_CONSIGNA 1_.
Indica si cada afirmación coincide con el fragmento sobre el bar y responde sí o no, citando literalmente las palabras que lo deciden: (a) A esa hora la cerveza fría aliviaba el calor. (b) El ventilador del bar era colonial. (c) Juande solía iniciar la conversación.
_CONSIGNA 2_.
Prosigue el fragmento sobre el bar a partir de su última frase.

_FRAGMENTO DEL TEXTO_.

-.-.-

Penetramos en el oscuro bar con la ilusión de escondernos del calor sofocante de la calle. El apesadumbrado ventilador colonial se movía perezoso, como si también acusara la densidad del aire, que en vaharadas de espeso vapor nos lanzaba intermitente para nuestro mayor desespero. Ni siquiera la cerveza más fría proporcionaba a aquella hora algún consuelo. Y eso que eran proverbiales sus propiedades curativas contra la sequedad del alma; y admirable la tolerancia implícita en el hecho de que un país de notable mayoría musulmana produjera dos magníficas marcas de rubio lúpulo, Flag y Gazelle, lo cual animaba sin duda a su degustación. Aun así. Sólo la amable conversación lograba zafarnos mentalmente de lo que el cuerpo se limitaba a soportar con estupor. Juande solía abrir fuego; y Papis o Mamadou, armados de paciencia, desplegaban a bote pronto un discurso perfecto, tejido con delicadeza y verdad, bien tramado, sencillo, coherente, derecho... A nosotros nos admiraba esa facilidad para la palabra, resultado seguramente de arraigados siglos de oralidad. En África no se cree, se sabe que las palabras curan, como una planta medicinal bien dosificada. Y es, todavía, todo un arte al que se entregan con dedicación. Y tiempo.

-.-.-

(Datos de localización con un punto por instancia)
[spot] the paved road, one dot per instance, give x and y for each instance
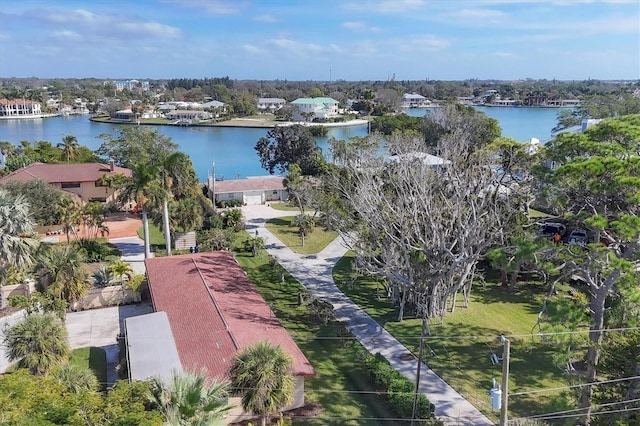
(315, 273)
(6, 322)
(132, 249)
(100, 327)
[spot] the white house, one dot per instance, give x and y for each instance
(187, 114)
(256, 190)
(414, 100)
(16, 108)
(270, 104)
(320, 107)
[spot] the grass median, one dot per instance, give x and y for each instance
(341, 386)
(314, 242)
(461, 347)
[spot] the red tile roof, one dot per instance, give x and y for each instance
(17, 102)
(61, 173)
(252, 184)
(215, 311)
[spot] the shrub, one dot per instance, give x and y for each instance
(400, 390)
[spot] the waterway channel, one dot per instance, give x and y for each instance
(232, 148)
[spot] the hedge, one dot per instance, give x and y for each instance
(400, 390)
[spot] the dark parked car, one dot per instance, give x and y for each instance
(578, 237)
(549, 229)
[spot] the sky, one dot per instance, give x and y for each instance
(321, 40)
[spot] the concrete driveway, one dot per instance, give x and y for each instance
(100, 328)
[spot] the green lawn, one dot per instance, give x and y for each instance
(156, 236)
(314, 242)
(336, 364)
(283, 206)
(465, 362)
(93, 358)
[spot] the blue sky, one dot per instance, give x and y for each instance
(321, 39)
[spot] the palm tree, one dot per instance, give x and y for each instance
(175, 175)
(187, 214)
(121, 269)
(104, 277)
(304, 223)
(16, 224)
(38, 343)
(70, 216)
(69, 147)
(234, 219)
(143, 187)
(62, 273)
(75, 379)
(261, 375)
(190, 399)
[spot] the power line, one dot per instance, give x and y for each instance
(578, 409)
(622, 410)
(471, 337)
(574, 386)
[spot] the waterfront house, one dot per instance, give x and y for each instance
(214, 311)
(270, 104)
(188, 114)
(255, 190)
(321, 108)
(19, 108)
(81, 179)
(414, 100)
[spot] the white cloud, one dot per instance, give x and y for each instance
(304, 49)
(491, 15)
(386, 6)
(269, 19)
(67, 35)
(422, 43)
(507, 55)
(252, 49)
(149, 29)
(216, 7)
(359, 26)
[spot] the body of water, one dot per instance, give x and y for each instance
(232, 148)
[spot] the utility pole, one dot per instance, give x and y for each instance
(505, 380)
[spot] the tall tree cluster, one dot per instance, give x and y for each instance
(420, 221)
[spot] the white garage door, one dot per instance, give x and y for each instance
(253, 198)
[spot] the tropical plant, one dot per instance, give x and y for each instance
(62, 273)
(305, 224)
(16, 226)
(176, 174)
(69, 147)
(187, 214)
(190, 399)
(261, 375)
(37, 343)
(75, 379)
(104, 277)
(234, 219)
(121, 270)
(144, 188)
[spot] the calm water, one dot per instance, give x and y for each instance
(232, 148)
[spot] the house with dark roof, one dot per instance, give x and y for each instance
(253, 190)
(214, 311)
(81, 179)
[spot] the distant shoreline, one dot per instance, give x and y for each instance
(236, 122)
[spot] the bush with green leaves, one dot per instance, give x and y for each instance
(400, 390)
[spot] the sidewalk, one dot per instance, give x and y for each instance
(314, 272)
(132, 249)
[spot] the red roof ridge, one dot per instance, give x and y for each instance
(215, 303)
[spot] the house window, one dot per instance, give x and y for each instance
(66, 185)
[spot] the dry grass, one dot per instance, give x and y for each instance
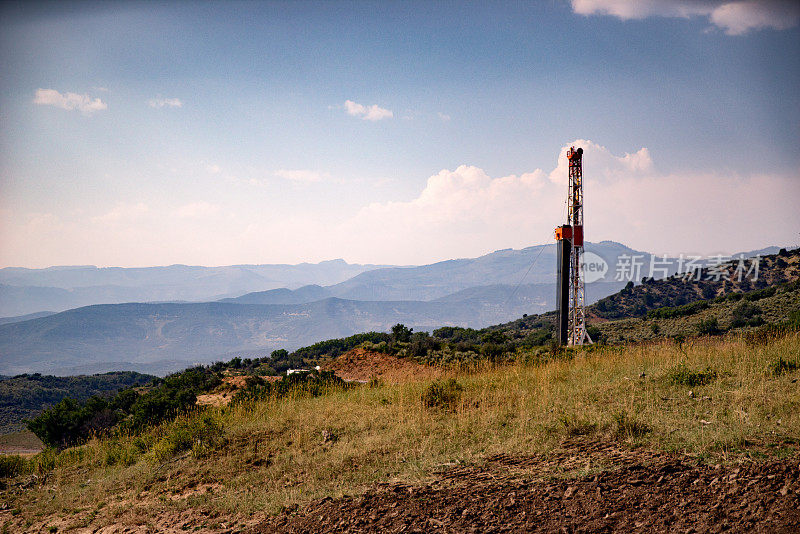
(251, 459)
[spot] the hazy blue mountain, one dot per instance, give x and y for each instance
(308, 293)
(24, 291)
(531, 265)
(158, 338)
(27, 317)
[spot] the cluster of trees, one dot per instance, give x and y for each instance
(71, 421)
(23, 397)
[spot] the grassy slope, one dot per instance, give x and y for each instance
(774, 309)
(274, 453)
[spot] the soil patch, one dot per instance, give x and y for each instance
(360, 365)
(586, 487)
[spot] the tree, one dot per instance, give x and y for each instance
(400, 333)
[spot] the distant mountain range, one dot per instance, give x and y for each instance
(25, 291)
(161, 337)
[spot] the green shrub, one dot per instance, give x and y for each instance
(200, 434)
(746, 313)
(12, 466)
(442, 394)
(678, 311)
(708, 327)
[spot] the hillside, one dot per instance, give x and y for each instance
(680, 290)
(26, 396)
(615, 438)
(158, 338)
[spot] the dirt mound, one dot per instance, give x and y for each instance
(362, 365)
(230, 385)
(642, 492)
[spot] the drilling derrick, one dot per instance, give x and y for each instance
(570, 283)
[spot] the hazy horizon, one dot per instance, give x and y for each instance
(403, 133)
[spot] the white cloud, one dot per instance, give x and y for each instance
(463, 212)
(164, 102)
(302, 175)
(734, 17)
(367, 113)
(122, 212)
(68, 101)
(196, 210)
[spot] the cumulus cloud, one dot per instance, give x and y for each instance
(68, 101)
(367, 113)
(196, 210)
(462, 212)
(164, 103)
(122, 212)
(734, 17)
(302, 175)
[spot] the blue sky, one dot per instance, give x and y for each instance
(268, 132)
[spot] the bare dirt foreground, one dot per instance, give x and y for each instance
(585, 487)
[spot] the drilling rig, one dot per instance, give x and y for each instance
(570, 279)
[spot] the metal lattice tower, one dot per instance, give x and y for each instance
(570, 283)
(577, 334)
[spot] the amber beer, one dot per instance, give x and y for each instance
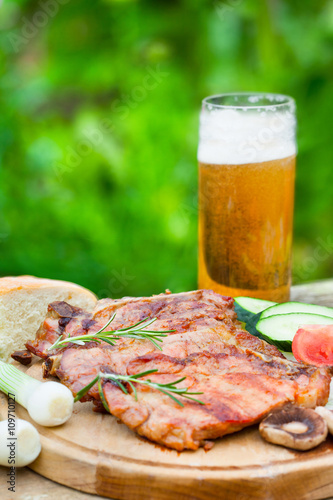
(246, 195)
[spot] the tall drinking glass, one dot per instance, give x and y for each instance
(246, 155)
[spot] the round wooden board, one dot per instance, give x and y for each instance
(95, 453)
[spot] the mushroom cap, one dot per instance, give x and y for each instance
(294, 427)
(327, 416)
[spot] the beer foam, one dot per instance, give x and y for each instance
(245, 135)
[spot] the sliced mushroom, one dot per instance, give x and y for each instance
(327, 416)
(293, 427)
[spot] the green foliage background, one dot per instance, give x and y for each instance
(98, 174)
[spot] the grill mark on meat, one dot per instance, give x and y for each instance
(242, 377)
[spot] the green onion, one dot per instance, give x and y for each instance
(19, 443)
(48, 403)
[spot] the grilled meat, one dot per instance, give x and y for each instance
(242, 377)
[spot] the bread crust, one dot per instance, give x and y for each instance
(11, 284)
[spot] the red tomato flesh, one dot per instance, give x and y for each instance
(313, 344)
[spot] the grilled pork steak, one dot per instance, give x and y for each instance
(242, 377)
(239, 389)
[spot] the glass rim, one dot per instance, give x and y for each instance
(284, 100)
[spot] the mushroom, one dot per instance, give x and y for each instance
(327, 416)
(294, 427)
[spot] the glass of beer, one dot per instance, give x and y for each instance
(246, 154)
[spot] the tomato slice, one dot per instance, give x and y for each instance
(313, 344)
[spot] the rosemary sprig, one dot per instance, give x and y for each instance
(137, 331)
(169, 389)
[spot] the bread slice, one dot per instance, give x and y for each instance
(23, 306)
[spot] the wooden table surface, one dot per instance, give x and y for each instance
(32, 486)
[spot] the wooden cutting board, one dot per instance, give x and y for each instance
(96, 454)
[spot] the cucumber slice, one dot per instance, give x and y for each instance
(280, 330)
(297, 307)
(246, 307)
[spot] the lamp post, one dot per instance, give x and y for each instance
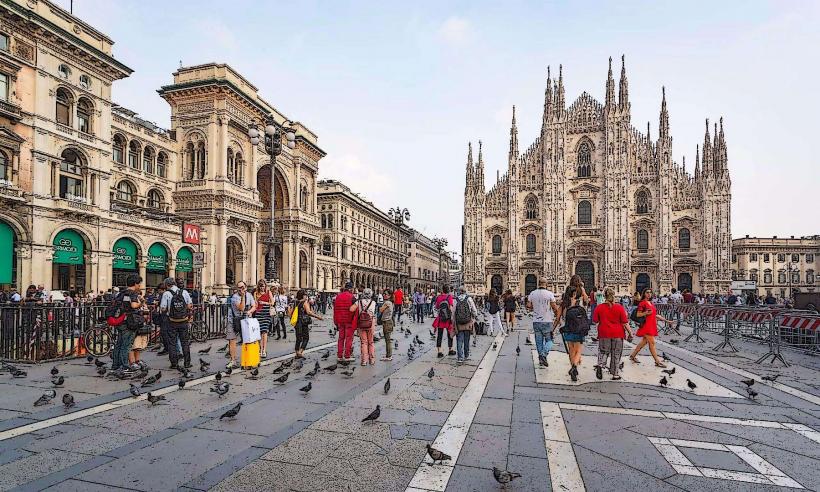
(272, 134)
(399, 216)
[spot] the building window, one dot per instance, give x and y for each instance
(584, 161)
(531, 208)
(71, 175)
(684, 238)
(125, 192)
(84, 110)
(642, 202)
(154, 199)
(162, 164)
(643, 240)
(584, 213)
(63, 111)
(530, 243)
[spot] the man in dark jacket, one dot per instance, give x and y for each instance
(343, 319)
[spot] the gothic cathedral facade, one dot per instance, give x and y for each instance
(596, 197)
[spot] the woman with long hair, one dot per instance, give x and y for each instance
(648, 329)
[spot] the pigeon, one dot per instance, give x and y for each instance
(68, 400)
(46, 398)
(153, 379)
(437, 455)
(221, 389)
(503, 476)
(232, 413)
(373, 415)
(153, 400)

-.-.-

_RESPUESTA 1_.
(a) No: «Ni siquiera la cerveza más fría proporcionaba a aquella hora algún consuelo».
(b) Sí: «El apesadumbrado ventilador colonial se movía perezoso».
(c) Sí: «Juande solía abrir fuego».

_RESPUESTA 2_.
El que nosotros no teníamos... Por la tarde regresamos a la escuela de Parcelles Assainies. Nos encontramos con la bulliciosa salida de los chicos, que a su algarabía natural añadían el estímulo de nuestra presencia. ¿Qué hacían allí esos blancos, esos djins, benignos en este caso, que durante cientos de años habían sido sus esclavistas, sus colonizadores, sus explotadores irredentos? ¿Qué se nos había perdido allí?
Lo mismo probablemente que a esos bañistas que en nuestras costas vieron alucinados como unas coloridas embarcaciones arrivaban a la playa; de ellas desembarcaron zarrapastrosos aunque aguerridos navegantes, que no se han detenido hasta ahora ante nada; allí cayeron a sus pies, exhaustos, exánimes, exangües... El gesto inmediato de los turistas fue de socorro. Las imágenes de la prensa fueron tan pintorescas como estremecedoras: aquellas benévolas en biquini... sosteniendo a agotadas estatuas de ébano.
Algo así debíamos parecer nosotros, con nuestros chalecos de explorador en medio de aquella espigada y oscura chiquillería luminosa.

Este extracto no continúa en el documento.